SELECTION:
****************************************
It can't come too soon, because transparency in this country is more like a one-way mirror. We, the subjects, are getting more transparent all the time. They, the rulers and employers, use technology to know more and more about us and what we do. But they stay dark.

We are coming to resemble the Glass Woman of Dresden, in the German Hygiene Museum, whose innards can be inspected by anyone - you push a button and the appropriate organ lights up and shows you what it is doing. But those rulers still keep their grey suits and navy-blue cardigans on. True, a button gapes open now and then. I am aware, since last week, that the deputy director of MI5 is the Honourable Eliza Manningham-Buller. Not exactly reassuring, given her father's way with civil liberties when Attorney- General in the 1950s - a bit like learning that Stalin's daughter had become Brezhnev's deputy director of the KGB. And not exactly a big deal in terms of information, either.

Anyone who works in a modern office is aware that its computer system is insecure. A decade ago, a personnel manager caught sifting waste-paper bins for disloyal thoughts would have been fired, to a gale of jeers and laughter. Today, a human resources director is expected to use "override access privilege" to keep the staff's private correspondence and memoranda under constant surveillance - and everyone submits. When this paper was launched, eight years ago, a selection of bugging devices was found in the new office, apparently put there by a rival newspaper tycoon. This was treated as a compliment rather than an outrage.

Given this one-way nature of "transparency " - they see us, but we can't see them - what sort of welcome do the proposals for a new police bugging code deserve? Two cheers, certainly. The very fact that they have been so widely circulated for comment, especially to unofficial civil-rights groups, is a big step forward. So is Labour's (belated) recognition that the Police Act, an unpleasant piece of Tory legislation, had civil-rights implications which made amendment urgent.

The central idea is not just to regulate this sort of covert surveillance by law. It is to put it under "independent oversight" - a hierarchy of judge-commissioners who would consider applications by chief constables to bug homes, offices or hotel rooms. The commissioners would also deter the use of listening devices which infringed the confidentiality of doctors, ministers of religion, lawyers or journalists.
****************************************
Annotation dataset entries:
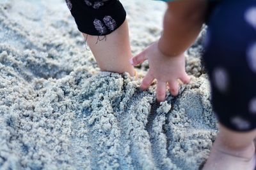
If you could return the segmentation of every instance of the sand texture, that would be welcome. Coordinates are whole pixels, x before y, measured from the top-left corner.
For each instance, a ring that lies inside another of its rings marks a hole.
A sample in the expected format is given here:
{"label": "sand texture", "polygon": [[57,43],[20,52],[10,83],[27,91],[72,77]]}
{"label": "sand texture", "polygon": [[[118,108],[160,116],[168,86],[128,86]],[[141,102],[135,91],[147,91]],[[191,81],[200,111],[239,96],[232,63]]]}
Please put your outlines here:
{"label": "sand texture", "polygon": [[[165,5],[122,1],[136,54]],[[198,169],[217,131],[202,41],[188,51],[191,83],[159,104],[155,85],[99,72],[64,1],[0,0],[0,169]]]}

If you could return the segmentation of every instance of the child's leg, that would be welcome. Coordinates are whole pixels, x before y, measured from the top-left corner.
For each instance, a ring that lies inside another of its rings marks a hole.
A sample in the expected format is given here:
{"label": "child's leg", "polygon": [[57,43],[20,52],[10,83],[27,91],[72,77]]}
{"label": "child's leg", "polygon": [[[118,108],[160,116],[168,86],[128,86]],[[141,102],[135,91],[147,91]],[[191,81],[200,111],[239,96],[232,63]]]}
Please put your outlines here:
{"label": "child's leg", "polygon": [[92,50],[102,71],[128,72],[132,55],[126,13],[118,0],[66,0],[78,29]]}
{"label": "child's leg", "polygon": [[255,130],[239,133],[220,125],[204,169],[254,169],[256,160],[253,140],[255,137]]}
{"label": "child's leg", "polygon": [[254,169],[255,1],[223,1],[209,22],[204,60],[220,132],[204,169]]}

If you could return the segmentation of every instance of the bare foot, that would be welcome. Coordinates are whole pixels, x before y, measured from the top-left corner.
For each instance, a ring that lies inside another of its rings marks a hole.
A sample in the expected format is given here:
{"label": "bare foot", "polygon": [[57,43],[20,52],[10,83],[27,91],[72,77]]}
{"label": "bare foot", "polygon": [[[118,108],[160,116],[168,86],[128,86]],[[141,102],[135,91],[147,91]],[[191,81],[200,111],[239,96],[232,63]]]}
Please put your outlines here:
{"label": "bare foot", "polygon": [[255,150],[253,143],[243,150],[232,150],[216,140],[203,170],[253,170],[256,166]]}

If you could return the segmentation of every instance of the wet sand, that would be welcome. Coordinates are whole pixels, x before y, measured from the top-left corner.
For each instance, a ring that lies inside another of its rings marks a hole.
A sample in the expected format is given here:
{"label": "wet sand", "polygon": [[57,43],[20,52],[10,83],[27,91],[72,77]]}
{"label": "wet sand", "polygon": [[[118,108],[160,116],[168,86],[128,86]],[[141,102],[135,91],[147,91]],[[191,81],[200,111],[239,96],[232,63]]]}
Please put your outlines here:
{"label": "wet sand", "polygon": [[[165,9],[142,1],[122,1],[133,54],[159,37]],[[154,85],[99,72],[64,1],[1,0],[0,169],[198,169],[217,131],[202,37],[191,83],[159,104]]]}

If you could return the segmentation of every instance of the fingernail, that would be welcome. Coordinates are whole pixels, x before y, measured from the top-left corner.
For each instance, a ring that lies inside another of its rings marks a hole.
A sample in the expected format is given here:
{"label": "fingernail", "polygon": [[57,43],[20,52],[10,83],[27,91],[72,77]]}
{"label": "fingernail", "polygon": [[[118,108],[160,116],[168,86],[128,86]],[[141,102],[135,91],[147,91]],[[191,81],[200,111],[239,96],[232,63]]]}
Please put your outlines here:
{"label": "fingernail", "polygon": [[130,59],[129,61],[130,61],[130,64],[132,64],[132,65],[133,66],[133,64],[134,64],[134,63],[133,63],[133,60],[132,60],[132,59]]}

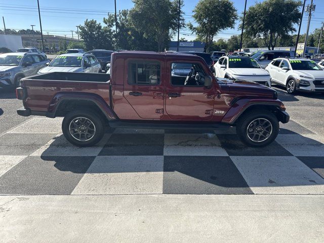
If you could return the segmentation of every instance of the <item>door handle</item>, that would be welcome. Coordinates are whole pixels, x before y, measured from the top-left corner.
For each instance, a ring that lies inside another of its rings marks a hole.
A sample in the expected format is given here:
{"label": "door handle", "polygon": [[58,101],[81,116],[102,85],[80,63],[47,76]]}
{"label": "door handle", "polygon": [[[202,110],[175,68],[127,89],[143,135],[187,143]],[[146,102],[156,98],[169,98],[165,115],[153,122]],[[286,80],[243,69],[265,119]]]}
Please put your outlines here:
{"label": "door handle", "polygon": [[169,97],[179,97],[180,94],[178,93],[171,93],[169,94]]}
{"label": "door handle", "polygon": [[139,96],[140,95],[142,95],[142,93],[141,92],[130,92],[130,95]]}

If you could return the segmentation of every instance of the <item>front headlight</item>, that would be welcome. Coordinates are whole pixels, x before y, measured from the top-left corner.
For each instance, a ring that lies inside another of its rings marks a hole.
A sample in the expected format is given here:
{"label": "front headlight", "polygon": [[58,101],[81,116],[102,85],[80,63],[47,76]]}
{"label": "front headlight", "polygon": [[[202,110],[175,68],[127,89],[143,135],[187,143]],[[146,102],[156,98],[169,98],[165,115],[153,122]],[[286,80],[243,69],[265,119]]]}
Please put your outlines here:
{"label": "front headlight", "polygon": [[313,78],[312,77],[308,77],[307,76],[303,76],[302,75],[300,75],[299,76],[300,77],[302,77],[303,78],[309,78],[310,79],[311,79],[312,78]]}
{"label": "front headlight", "polygon": [[7,76],[11,76],[11,72],[0,73],[0,77],[7,77]]}

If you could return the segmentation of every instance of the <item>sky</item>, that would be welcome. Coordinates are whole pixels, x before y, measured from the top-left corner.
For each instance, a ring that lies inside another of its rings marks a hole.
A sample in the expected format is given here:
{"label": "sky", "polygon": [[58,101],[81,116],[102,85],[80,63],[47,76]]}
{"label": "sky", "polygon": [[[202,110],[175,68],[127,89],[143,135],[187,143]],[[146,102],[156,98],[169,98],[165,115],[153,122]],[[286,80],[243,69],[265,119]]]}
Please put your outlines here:
{"label": "sky", "polygon": [[[239,14],[244,11],[245,0],[232,0]],[[256,2],[263,0],[248,0],[247,9]],[[94,19],[102,23],[102,19],[107,13],[114,13],[114,0],[39,0],[42,17],[43,34],[71,37],[71,30],[76,31],[76,25],[82,25],[85,20]],[[131,9],[134,6],[132,0],[116,0],[117,12],[118,10]],[[186,22],[191,22],[194,25],[192,17],[192,10],[198,0],[184,0],[184,6],[182,10],[185,12]],[[306,5],[310,4],[311,0],[307,0]],[[324,0],[313,0],[316,9],[312,14],[312,21],[310,32],[316,28],[320,28],[324,21]],[[211,11],[216,11],[211,10]],[[39,22],[37,10],[37,0],[0,0],[0,15],[4,16],[7,28],[31,29],[30,25],[35,25],[34,29],[40,30]],[[308,15],[304,15],[301,33],[306,31]],[[102,23],[103,24],[103,23]],[[233,34],[240,33],[238,29],[238,21],[233,29],[222,31],[214,38],[227,39]],[[4,29],[2,21],[0,28]],[[298,26],[296,26],[298,29]],[[74,38],[76,36],[73,32]],[[176,40],[176,36],[173,38]],[[180,30],[180,38],[184,37],[190,40],[195,36],[188,29]]]}

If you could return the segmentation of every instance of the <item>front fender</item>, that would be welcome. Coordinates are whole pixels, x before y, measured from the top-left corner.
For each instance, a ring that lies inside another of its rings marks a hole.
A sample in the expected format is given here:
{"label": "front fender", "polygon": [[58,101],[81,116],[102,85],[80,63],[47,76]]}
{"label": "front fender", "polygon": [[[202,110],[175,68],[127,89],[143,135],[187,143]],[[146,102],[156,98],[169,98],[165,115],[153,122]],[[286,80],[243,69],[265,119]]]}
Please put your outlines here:
{"label": "front fender", "polygon": [[50,102],[46,116],[50,117],[55,117],[61,102],[66,100],[85,100],[92,102],[101,110],[108,120],[113,120],[117,118],[112,109],[107,104],[102,97],[96,94],[83,92],[58,93],[53,97]]}
{"label": "front fender", "polygon": [[275,107],[280,110],[285,110],[285,107],[282,102],[279,100],[266,99],[241,99],[235,102],[225,114],[222,123],[228,124],[234,124],[240,115],[247,109],[255,106],[256,108],[259,106],[269,106]]}

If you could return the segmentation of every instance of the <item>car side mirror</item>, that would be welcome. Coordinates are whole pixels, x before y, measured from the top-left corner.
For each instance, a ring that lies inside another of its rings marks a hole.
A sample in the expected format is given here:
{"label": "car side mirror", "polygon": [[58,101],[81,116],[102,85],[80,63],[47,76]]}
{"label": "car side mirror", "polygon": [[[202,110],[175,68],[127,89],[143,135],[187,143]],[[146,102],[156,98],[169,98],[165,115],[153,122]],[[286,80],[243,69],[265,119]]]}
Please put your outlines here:
{"label": "car side mirror", "polygon": [[28,67],[28,66],[31,66],[31,63],[29,62],[24,62],[22,64],[23,67]]}
{"label": "car side mirror", "polygon": [[206,76],[205,77],[205,87],[211,87],[213,86],[213,78],[210,76]]}

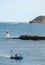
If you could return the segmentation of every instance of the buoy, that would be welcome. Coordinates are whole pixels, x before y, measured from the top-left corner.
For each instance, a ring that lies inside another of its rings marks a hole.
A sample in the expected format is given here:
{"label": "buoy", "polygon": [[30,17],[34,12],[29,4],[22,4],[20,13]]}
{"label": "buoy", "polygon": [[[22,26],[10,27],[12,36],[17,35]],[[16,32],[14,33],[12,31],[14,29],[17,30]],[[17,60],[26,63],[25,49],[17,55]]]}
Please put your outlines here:
{"label": "buoy", "polygon": [[8,29],[6,30],[6,38],[9,38],[10,37],[10,34],[9,34],[9,31]]}

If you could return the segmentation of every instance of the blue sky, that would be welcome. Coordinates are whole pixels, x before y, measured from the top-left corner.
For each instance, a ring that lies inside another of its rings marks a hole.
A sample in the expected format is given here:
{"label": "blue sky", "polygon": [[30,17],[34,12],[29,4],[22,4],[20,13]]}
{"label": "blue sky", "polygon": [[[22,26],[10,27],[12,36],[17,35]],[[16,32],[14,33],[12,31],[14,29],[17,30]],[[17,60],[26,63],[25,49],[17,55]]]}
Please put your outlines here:
{"label": "blue sky", "polygon": [[29,22],[45,16],[45,0],[0,0],[0,22]]}

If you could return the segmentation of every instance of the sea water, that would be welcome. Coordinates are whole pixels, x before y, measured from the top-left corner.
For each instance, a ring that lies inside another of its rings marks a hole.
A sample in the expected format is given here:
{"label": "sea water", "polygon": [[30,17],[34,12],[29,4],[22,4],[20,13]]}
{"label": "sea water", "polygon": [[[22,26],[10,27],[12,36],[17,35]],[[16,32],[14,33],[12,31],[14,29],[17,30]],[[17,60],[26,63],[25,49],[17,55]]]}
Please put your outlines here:
{"label": "sea water", "polygon": [[[45,24],[0,23],[0,65],[45,65],[45,40],[6,39],[23,34],[45,36]],[[22,54],[22,60],[11,60],[12,55]]]}

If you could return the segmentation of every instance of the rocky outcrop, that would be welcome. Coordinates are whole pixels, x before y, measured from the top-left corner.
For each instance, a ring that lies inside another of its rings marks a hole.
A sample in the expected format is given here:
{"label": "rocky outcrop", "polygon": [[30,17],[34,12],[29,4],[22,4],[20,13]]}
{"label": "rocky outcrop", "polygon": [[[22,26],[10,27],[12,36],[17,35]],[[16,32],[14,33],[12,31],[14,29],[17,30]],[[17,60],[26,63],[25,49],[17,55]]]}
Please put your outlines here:
{"label": "rocky outcrop", "polygon": [[45,40],[45,36],[21,35],[19,39],[22,40]]}
{"label": "rocky outcrop", "polygon": [[38,16],[29,23],[45,23],[45,16]]}

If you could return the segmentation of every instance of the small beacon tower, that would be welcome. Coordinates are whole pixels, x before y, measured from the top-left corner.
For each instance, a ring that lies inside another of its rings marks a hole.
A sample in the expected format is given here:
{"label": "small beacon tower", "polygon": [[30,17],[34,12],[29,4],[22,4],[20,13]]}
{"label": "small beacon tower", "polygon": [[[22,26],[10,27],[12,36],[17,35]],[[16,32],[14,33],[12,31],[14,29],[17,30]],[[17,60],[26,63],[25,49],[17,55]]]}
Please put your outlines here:
{"label": "small beacon tower", "polygon": [[6,38],[9,38],[10,37],[10,34],[9,34],[9,31],[8,29],[6,30]]}

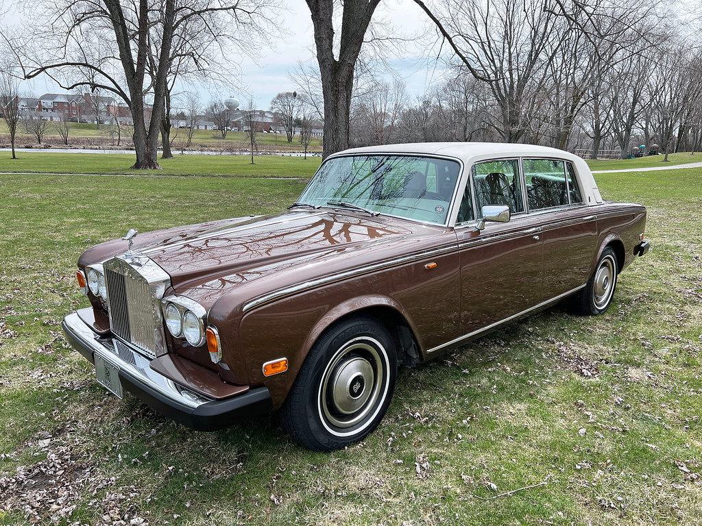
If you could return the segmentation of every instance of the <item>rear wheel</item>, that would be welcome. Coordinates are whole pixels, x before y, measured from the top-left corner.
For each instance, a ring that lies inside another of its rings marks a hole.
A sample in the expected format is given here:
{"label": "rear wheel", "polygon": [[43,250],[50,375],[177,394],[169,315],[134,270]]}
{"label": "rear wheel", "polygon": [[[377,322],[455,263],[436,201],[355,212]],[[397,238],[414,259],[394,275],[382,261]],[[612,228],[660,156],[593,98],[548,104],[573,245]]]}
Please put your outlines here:
{"label": "rear wheel", "polygon": [[366,317],[337,323],[305,358],[281,408],[283,426],[317,451],[357,442],[383,419],[397,372],[395,343],[383,325]]}
{"label": "rear wheel", "polygon": [[611,247],[602,252],[595,272],[578,292],[576,306],[583,314],[602,314],[609,308],[618,273],[616,255]]}

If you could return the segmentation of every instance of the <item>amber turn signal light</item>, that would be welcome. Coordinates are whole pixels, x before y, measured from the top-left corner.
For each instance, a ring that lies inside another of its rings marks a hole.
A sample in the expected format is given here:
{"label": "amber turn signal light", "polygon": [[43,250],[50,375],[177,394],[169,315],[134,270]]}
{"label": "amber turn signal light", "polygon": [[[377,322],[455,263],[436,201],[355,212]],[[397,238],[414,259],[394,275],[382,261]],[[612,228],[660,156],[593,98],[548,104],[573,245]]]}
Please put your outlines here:
{"label": "amber turn signal light", "polygon": [[219,363],[222,360],[222,347],[220,345],[219,333],[214,327],[208,327],[205,330],[205,339],[207,341],[207,350],[210,353],[210,360],[213,363]]}
{"label": "amber turn signal light", "polygon": [[282,358],[263,364],[263,376],[273,376],[288,370],[288,358]]}
{"label": "amber turn signal light", "polygon": [[84,294],[88,294],[88,282],[86,281],[86,276],[83,274],[83,271],[78,271],[76,272],[76,278],[78,278],[78,286],[81,288],[81,290]]}

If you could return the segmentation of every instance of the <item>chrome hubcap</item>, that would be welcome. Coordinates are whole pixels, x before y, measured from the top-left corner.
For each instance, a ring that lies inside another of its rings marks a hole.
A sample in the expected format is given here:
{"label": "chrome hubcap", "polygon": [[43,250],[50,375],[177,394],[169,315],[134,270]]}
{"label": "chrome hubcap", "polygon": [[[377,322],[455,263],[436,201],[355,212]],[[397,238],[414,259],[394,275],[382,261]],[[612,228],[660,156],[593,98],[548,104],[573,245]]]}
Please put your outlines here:
{"label": "chrome hubcap", "polygon": [[338,428],[352,427],[366,419],[380,396],[385,382],[383,370],[378,349],[365,338],[349,342],[337,351],[319,386],[323,419]]}
{"label": "chrome hubcap", "polygon": [[614,292],[614,279],[616,264],[611,255],[607,255],[600,263],[597,271],[595,274],[595,283],[592,288],[592,293],[595,301],[595,306],[597,309],[602,309],[607,306],[611,298],[612,292]]}

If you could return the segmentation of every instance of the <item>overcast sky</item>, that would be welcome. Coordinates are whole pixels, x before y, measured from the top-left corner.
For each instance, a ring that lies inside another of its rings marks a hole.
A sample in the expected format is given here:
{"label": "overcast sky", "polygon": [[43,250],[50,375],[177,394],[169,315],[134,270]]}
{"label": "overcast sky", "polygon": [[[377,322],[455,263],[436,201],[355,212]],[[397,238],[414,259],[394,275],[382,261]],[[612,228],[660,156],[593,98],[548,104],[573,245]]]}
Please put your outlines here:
****************************************
EXERCISE DIRECTIONS: Continue the opinion piece on state surveillance and the proposed police bugging code, starting after its final sentence.

ANSWER TO THIS PROBLEM:
But with the "independent oversight" comes a new, distinctly European way of weighing up applica- tions to bug. The old criterion in such matters has been whether it would be "reasonable" in the circumstances to allow an authority to do what it wanted: the great English principle of "Wednesbury Unreasonableness". This principle has been held to govern judicial review of executive decisions for half a century. It derives from a 1948 judgment on whether the city fathers at Wednesbury were or were not reasonable to forbid children to go to the movies on Sundays. Anyway, the new bugging code means that grand old Wednesbury has given way to a new-fangled, continental "Test of Proportionality".

Here, the judge does not have to decide whether the executive must have been as mad as a hatter to make so unreasonable an order. Instead, the commissioner is required to weigh up the quality of the evidence supporting a police application to bug, and then conclude whether the proposed action is proportionate to it. Is this a death-blow to the insular majesty of English law? As a layman, I can't think so. But lawyers are steaming up their spectacles about it.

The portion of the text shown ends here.